══ Provided passage
Skip to content

Manager

TaskManager(task_class, result_handler=None, n_cores=-1, use_ray=False, n_cores_worker=1)

A manager class for handling task submissions and result collection using Ray's Task Parallelism.

Initializes the TaskManager.

Creates a new TaskManager instance configured for either sequential or parallel task execution using the specified task class.

PARAMETER DESCRIPTION
task_class

A callable that returns an instance with a run method for processing each item.

TYPE: Callable[[], Any]

n_cores

Number of parallel tasks to run. If <= 0, uses all available CPUs. Default is -1 (use all available cores).

TYPE: int DEFAULT: -1

use_ray

Flag to determine if Ray should be used for parallel execution. If False, runs tasks sequentially. Default is False.

TYPE: bool DEFAULT: False

n_cores_worker

The number of cores allocated for each worker. Default is 1.

TYPE: int DEFAULT: 1

futures = []

A list of Ray object references for currently submitted tasks.

This attribute tracks all actively running but not yet completed tasks when using Ray. It is used internally to manage the pool of workers and to ensure that the number of concurrent tasks does not exceed max_concurrent_tasks.

This list is empty when not using Ray or when no tasks are currently running. Users typically do not need to interact with this attribute directly.

max_concurrent_tasks

Maximum number of concurrent tasks that can run in parallel.

This property calculates the maximum number of tasks that can be executed concurrently based on the total available CPU cores (n_cores) and the number of cores allocated per worker (n_cores_worker).

The value represents the task parallelism limit when using Ray for distributed execution. It ensures efficient resource utilization by preventing over-subscription of CPU resources.

RETURNS DESCRIPTION
int

An integer representing the maximum number of concurrent tasks. Always returns at least 1, even if calculations result in a lower value.

Notes
  • This property is primarily used internally by the _submit_ray method to manage the worker pool size.
  • The calculation is done by dividing total cores by cores per worker and flooring the result.
  • Setting n_cores_worker appropriately is important for tasks with different computational profiles:
  • CPU-bound tasks benefit from higher n_cores_worker values
  • I/O-bound tasks typically work better with n_cores_worker=1 and higher max_concurrent_tasks

Examples:

# With 8 total cores and 2 cores per worker
manager = TaskManager(MyTask, n_cores=8, n_cores_worker=2, use_ray=True)
print(manager.max_concurrent_tasks)  # Output: 4

# With 16 total cores and 4 cores per worker
manager = TaskManager(MyTask, n_cores=16, n_cores_worker=4, use_ray=True)
print(manager.max_concurrent_tasks)  # Output: 4

# With 24 total cores and 1 core per worker (for I/O-bound tasks)
════
══ Listed entries
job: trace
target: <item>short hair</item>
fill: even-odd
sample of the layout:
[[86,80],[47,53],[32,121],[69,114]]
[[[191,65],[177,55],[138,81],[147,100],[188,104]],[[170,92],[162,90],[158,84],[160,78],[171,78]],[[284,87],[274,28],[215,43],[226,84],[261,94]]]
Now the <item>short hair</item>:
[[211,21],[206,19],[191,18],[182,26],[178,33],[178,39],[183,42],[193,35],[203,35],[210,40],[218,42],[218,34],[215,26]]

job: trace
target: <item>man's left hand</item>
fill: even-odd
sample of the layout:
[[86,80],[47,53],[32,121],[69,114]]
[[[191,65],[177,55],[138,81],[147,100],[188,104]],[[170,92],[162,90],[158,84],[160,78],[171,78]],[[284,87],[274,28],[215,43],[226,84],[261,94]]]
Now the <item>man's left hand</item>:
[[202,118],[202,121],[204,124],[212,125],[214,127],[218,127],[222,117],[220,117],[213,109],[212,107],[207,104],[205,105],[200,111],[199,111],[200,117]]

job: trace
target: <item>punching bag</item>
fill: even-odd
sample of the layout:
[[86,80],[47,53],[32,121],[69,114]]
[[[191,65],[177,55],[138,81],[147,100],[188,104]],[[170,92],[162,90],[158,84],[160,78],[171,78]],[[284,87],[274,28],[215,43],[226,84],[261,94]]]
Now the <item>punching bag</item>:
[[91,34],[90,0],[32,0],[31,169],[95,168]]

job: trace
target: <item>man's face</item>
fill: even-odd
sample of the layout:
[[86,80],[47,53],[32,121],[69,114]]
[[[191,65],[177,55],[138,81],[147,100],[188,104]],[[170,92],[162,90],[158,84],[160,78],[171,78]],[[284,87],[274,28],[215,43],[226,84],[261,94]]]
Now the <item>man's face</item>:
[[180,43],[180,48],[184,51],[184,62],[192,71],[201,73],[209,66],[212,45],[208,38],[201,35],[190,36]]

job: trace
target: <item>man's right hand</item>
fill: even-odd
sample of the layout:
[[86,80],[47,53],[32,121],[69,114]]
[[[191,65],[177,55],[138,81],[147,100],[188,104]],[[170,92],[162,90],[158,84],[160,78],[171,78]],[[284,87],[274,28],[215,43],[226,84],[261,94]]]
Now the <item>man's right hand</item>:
════
§ **Prompt**
Set down the TaskManager documentation word for word, from "futures = []" up to and including "not exceed max_concurrent_tasks.". The listing is separate material and stands apart from the TaskManager documentation.

§ **The solution**
futures = []

A list of Ray object references for currently submitted tasks.

This attribute tracks all actively running but not yet completed tasks when using Ray. It is used internally to manage the pool of workers and to ensure that the number of concurrent tasks does not exceed max_concurrent_tasks.